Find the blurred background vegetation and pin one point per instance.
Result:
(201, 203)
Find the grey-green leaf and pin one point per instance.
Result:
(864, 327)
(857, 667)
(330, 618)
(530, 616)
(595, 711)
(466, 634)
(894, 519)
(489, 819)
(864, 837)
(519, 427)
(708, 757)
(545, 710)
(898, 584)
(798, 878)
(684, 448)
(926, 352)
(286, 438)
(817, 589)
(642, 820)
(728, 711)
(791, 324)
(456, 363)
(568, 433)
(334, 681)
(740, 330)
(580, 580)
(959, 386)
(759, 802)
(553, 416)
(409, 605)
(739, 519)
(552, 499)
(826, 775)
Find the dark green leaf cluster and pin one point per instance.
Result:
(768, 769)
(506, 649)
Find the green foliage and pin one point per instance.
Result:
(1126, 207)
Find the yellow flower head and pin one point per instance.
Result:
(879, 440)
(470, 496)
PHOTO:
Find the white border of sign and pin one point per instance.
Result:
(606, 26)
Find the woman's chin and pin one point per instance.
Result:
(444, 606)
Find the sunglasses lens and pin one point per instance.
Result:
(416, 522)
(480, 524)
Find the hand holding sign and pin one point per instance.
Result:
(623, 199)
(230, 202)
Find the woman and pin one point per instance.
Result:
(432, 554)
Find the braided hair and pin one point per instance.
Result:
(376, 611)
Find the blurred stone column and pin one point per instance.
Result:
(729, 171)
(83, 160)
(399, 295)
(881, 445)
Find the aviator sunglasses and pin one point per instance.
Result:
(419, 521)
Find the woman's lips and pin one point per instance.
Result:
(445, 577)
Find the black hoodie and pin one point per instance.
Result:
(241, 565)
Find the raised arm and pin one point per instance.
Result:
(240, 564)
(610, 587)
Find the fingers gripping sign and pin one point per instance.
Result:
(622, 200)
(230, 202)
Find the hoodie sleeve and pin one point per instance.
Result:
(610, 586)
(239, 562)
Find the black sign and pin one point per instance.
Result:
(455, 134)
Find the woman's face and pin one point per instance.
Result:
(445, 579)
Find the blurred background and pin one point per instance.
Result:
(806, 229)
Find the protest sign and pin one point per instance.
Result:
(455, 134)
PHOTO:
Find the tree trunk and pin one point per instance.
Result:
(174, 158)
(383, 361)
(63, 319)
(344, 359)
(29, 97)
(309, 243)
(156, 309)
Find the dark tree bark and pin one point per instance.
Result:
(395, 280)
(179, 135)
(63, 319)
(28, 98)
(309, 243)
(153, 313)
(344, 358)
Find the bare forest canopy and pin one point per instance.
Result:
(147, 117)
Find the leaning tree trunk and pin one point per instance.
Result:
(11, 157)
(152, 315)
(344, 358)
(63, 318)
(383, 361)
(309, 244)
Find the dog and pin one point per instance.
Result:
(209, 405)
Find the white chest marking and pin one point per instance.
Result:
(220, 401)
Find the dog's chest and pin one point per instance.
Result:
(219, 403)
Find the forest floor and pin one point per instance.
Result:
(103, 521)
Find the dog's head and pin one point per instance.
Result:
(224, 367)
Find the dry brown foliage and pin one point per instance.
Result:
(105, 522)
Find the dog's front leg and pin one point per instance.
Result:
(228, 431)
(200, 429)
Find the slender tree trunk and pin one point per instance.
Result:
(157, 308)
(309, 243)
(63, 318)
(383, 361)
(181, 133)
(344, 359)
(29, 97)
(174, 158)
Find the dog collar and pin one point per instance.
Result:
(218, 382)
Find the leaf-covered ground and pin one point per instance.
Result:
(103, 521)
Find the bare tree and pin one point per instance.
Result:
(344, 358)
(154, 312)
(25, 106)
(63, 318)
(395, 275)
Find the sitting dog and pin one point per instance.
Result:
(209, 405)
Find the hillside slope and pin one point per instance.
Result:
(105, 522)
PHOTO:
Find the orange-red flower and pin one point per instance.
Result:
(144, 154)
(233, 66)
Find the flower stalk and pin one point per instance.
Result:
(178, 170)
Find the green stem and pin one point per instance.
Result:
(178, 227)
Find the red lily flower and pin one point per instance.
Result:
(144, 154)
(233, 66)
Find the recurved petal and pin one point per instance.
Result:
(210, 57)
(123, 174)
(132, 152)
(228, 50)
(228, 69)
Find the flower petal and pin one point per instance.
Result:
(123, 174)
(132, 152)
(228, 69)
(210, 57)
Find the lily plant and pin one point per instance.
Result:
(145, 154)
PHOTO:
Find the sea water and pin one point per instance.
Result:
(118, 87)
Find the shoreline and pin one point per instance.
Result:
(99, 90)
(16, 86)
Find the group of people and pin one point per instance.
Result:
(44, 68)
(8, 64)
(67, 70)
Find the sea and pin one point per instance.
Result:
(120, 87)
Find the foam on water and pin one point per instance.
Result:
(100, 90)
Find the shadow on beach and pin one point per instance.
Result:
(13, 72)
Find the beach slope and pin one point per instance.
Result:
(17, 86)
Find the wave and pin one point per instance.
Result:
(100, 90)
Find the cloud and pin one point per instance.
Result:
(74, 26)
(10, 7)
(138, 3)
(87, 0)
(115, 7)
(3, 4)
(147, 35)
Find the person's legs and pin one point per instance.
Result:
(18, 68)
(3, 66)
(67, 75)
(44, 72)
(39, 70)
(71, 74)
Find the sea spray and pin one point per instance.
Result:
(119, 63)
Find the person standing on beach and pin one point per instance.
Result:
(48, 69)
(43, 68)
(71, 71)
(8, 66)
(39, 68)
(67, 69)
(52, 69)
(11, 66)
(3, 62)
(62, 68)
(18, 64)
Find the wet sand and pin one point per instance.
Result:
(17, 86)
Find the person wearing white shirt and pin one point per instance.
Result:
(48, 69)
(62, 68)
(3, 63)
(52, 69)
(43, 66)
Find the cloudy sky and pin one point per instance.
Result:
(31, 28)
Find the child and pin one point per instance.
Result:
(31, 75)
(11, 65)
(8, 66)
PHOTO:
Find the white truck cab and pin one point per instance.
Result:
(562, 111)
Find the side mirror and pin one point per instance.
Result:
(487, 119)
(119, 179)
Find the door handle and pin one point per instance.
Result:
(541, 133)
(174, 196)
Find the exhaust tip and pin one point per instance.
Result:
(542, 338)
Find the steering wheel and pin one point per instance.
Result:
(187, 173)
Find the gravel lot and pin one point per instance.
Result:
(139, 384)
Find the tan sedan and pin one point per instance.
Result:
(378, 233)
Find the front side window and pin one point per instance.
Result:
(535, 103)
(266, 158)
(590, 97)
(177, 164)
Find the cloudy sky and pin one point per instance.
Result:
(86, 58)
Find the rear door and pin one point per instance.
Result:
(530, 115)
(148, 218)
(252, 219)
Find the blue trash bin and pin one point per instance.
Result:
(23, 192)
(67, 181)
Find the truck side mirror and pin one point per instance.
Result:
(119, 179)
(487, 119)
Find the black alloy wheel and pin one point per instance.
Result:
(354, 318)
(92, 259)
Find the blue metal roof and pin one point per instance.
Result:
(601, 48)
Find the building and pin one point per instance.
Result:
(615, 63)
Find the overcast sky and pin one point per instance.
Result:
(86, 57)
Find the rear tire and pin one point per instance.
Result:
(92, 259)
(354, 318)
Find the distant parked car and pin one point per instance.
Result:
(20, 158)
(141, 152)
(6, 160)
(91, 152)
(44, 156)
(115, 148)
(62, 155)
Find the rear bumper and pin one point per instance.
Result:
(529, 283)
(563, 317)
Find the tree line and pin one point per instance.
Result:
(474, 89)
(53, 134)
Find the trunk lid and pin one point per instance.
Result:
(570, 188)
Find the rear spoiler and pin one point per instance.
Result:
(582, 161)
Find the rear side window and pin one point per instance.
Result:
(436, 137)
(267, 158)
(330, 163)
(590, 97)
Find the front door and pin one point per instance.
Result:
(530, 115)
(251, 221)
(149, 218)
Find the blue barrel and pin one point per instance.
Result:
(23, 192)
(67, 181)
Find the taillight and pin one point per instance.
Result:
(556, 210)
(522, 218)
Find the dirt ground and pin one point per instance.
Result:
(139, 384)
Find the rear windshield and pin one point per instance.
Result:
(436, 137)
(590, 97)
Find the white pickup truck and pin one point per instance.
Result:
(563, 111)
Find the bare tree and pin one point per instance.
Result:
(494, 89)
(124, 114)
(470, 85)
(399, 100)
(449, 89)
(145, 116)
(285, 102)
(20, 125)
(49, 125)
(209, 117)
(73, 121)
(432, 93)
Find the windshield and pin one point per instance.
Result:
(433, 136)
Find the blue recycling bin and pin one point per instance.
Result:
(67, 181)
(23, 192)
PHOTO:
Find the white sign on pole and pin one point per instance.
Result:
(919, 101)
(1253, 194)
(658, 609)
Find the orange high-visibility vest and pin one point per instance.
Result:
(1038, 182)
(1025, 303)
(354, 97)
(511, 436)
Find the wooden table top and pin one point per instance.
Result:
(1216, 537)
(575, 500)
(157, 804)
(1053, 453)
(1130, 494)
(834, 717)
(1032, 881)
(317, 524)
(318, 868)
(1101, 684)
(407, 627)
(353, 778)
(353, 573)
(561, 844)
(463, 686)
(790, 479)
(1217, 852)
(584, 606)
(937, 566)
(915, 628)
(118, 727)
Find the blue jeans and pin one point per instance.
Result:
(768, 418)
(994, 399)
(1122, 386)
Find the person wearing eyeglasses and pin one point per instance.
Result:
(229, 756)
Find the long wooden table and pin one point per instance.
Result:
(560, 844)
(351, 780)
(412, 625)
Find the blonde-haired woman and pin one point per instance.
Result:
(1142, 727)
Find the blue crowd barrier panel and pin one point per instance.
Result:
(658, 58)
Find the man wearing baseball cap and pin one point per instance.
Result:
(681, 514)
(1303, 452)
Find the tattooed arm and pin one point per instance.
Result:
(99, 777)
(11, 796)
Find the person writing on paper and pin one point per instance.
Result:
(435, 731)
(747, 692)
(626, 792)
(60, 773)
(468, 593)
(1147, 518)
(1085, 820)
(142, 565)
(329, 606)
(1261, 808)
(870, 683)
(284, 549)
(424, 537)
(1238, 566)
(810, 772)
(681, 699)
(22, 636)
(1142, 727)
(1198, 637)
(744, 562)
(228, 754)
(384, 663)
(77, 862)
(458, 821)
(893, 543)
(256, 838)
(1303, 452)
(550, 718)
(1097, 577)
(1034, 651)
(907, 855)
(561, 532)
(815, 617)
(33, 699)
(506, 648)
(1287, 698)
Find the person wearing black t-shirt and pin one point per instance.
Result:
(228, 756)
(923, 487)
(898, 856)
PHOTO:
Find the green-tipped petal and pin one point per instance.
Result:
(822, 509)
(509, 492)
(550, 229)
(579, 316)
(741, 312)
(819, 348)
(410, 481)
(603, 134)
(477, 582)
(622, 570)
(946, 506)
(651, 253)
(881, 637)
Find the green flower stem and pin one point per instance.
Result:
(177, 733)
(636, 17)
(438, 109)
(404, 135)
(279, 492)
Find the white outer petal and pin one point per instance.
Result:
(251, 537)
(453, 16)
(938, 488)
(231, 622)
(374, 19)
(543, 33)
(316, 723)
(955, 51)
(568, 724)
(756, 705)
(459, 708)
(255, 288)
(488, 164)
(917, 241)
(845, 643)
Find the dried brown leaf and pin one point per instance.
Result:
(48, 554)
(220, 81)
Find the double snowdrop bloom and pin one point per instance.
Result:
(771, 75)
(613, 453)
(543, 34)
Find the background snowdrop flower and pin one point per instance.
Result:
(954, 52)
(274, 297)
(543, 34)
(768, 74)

▬▬▬▬▬▬▬▬▬▬

§ What needs to be done: In how many lines of the records does the string "white" occur? Answer with the number alone.

§ Task answer: 7